Segment Start: Input data
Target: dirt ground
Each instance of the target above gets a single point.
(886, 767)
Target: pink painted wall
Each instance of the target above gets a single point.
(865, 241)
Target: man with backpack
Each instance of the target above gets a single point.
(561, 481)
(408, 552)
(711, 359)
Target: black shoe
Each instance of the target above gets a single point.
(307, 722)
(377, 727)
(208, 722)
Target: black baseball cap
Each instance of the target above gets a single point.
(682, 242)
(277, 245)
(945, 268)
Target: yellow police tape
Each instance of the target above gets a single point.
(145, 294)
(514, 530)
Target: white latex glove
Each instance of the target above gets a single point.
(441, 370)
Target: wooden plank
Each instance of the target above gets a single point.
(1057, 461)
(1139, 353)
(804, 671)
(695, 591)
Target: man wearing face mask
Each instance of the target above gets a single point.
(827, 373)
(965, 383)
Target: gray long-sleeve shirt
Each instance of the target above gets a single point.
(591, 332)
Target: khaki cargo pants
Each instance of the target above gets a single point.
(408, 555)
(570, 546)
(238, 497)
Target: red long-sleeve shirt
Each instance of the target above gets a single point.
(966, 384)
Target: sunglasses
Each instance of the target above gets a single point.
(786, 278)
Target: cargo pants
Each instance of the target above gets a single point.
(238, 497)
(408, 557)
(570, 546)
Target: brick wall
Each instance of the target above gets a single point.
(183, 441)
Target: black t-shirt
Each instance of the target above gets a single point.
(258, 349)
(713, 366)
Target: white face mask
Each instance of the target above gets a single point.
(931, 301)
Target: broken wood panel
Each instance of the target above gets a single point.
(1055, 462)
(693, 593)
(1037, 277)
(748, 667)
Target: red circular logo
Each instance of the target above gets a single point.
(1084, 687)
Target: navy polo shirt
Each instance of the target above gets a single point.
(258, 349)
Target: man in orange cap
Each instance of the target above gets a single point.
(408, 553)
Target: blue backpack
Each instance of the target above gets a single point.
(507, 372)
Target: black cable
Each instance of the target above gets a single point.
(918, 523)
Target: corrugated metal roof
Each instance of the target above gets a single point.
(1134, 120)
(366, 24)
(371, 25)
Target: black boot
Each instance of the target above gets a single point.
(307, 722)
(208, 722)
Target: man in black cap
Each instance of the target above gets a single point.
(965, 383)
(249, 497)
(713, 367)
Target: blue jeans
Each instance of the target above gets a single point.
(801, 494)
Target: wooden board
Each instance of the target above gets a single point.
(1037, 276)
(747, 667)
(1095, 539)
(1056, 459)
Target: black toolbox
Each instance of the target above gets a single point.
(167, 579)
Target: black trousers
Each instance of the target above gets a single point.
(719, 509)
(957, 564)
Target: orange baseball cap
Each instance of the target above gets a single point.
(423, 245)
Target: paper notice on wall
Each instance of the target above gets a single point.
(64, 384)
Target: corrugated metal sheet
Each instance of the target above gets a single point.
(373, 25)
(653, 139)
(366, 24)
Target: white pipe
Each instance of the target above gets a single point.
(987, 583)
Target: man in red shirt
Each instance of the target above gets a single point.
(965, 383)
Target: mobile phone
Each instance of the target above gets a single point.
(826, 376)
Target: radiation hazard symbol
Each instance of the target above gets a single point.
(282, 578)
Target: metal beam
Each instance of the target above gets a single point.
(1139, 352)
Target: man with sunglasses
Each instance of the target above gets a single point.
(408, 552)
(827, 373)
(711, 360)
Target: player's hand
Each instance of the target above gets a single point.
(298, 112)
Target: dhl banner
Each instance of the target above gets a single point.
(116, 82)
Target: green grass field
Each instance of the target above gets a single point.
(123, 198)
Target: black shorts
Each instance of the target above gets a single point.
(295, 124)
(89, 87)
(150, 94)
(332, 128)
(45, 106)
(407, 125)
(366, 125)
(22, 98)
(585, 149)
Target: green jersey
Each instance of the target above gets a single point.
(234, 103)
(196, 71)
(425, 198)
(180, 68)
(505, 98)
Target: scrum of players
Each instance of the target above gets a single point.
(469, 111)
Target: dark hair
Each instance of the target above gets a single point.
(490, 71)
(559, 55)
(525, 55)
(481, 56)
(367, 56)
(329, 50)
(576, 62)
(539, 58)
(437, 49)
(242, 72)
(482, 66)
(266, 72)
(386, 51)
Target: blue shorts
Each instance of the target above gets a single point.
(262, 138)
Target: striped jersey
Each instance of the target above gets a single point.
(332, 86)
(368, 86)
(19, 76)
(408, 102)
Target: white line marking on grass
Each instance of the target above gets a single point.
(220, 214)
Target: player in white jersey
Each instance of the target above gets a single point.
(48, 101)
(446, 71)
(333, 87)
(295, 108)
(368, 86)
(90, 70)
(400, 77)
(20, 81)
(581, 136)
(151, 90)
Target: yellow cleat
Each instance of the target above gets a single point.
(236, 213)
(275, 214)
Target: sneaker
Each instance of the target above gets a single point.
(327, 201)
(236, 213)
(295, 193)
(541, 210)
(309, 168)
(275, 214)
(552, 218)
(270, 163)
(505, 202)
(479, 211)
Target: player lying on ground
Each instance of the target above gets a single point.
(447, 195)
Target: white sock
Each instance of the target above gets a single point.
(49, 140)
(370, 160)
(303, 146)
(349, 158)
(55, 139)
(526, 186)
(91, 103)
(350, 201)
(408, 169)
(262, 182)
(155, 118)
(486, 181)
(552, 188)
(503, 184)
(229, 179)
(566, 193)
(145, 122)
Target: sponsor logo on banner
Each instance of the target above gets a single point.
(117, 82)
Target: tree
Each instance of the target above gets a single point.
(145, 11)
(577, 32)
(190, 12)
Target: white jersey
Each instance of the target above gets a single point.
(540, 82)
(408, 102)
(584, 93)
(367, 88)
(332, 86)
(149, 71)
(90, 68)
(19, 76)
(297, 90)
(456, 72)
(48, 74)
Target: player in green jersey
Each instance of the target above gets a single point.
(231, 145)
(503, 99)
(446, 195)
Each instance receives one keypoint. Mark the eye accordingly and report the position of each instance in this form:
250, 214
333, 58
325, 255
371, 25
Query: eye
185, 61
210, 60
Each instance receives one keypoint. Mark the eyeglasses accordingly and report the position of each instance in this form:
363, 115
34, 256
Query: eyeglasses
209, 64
Segment End: Input data
◆ Activity:
Identify the lines above with the word "form". Copy them.

◆ Exercise answer:
Each instance receives one keypoint. Mark the eye accordingly and report the position of each instance in this form:
Each instance receives one keypoint. Mark the eyeglasses accordingly and report the position of each instance in this form:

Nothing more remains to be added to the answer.